Candidates have to talk about age — again

It’s not going away. Three of the top-tier candidates were made to reckon with their age in a question hinged on comments President Barack Obama made earlier this week, arguing that if women in charge the world would be a better place, and that it’s often old men standing in the way of progress.

Sanders, Biden, and Warren, all of whom are in their seventies, responded with quips (“I’m white as well!” said Sanders; “I’m going to guess he wasn’t talking about me,” Biden responded; “I would also be the youngest woman ever inaugurated,” said Warren) before addressing the substance of the question. “The issue is where power resides in America,” Sanders said. “The issue is not old or young, male or female. The issue is working people standing up, taking on the billionaire class, and creating a government and economy that works for all, not just the one percent.”

Biden would not commit either way when asked whether he would run for a second term if elected, even as Politico recently reported he’s been privately signaling that he would only serve one. “No, I’m not willing to commit one way or another. Here’s the deal, I’m not even elected one term yet— let’s see where we are. Let’s see what happens,” Biden responded.

- [Listing]:
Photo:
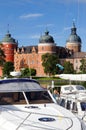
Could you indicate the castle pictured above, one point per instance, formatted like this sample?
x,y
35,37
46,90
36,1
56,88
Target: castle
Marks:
x,y
30,56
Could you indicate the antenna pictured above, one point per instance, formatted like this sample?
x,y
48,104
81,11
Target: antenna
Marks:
x,y
7,28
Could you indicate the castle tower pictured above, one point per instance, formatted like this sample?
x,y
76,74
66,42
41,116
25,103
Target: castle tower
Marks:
x,y
46,44
9,44
73,42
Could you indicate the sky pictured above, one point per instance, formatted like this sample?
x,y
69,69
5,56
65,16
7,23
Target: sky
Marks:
x,y
27,20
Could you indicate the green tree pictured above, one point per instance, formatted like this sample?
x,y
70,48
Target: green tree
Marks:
x,y
27,72
68,68
83,66
49,62
7,68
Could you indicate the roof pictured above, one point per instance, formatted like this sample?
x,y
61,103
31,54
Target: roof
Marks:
x,y
19,85
9,39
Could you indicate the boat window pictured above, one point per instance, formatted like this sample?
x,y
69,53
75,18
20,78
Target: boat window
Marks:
x,y
80,87
62,102
12,98
68,105
69,88
38,97
74,107
83,106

- [Set exercise A]: Translate this sentence from the debate excerpt into Spanish: "Biden would not commit either way when asked whether he would run for a second term if elected, even as Politico recently reported he’s been privately signaling that he would only serve one."
- [Set exercise B]:
Does each statement agree with the debate excerpt? Answer yes or no, quoting the words that decide it.
(i) Sanders, Biden, and Warren are all in their seventies.
(ii) Biden committed to serving only one term.
(iii) Warren said she would be the youngest woman ever inaugurated.
- [Set exercise C]:
Using the debate excerpt, answer these questions:
(i) Whose comments was the question about age based on?
(ii) Which outlet reported that Biden has been privately signaling he would serve only one term?
(iii) What quip did Sanders make?
The data has no role in what follows.

- [Complete output A]: Biden no quiso comprometerse en ningún sentido cuando se le preguntó si se postularía para un segundo mandato en caso de ser elegido, a pesar de que Politico informó recientemente que ha estado dando señales en privado de que solo cumpliría uno.

- [Complete output B]:
(i) Yes: "all of whom are in their seventies"
(ii) No: "No, I’m not willing to commit one way or another."
(iii) Yes: "I would also be the youngest woman ever inaugurated"

- [Complete output C]:
(i) President Barack Obama's
(ii) Politico
(iii) "I’m white as well!"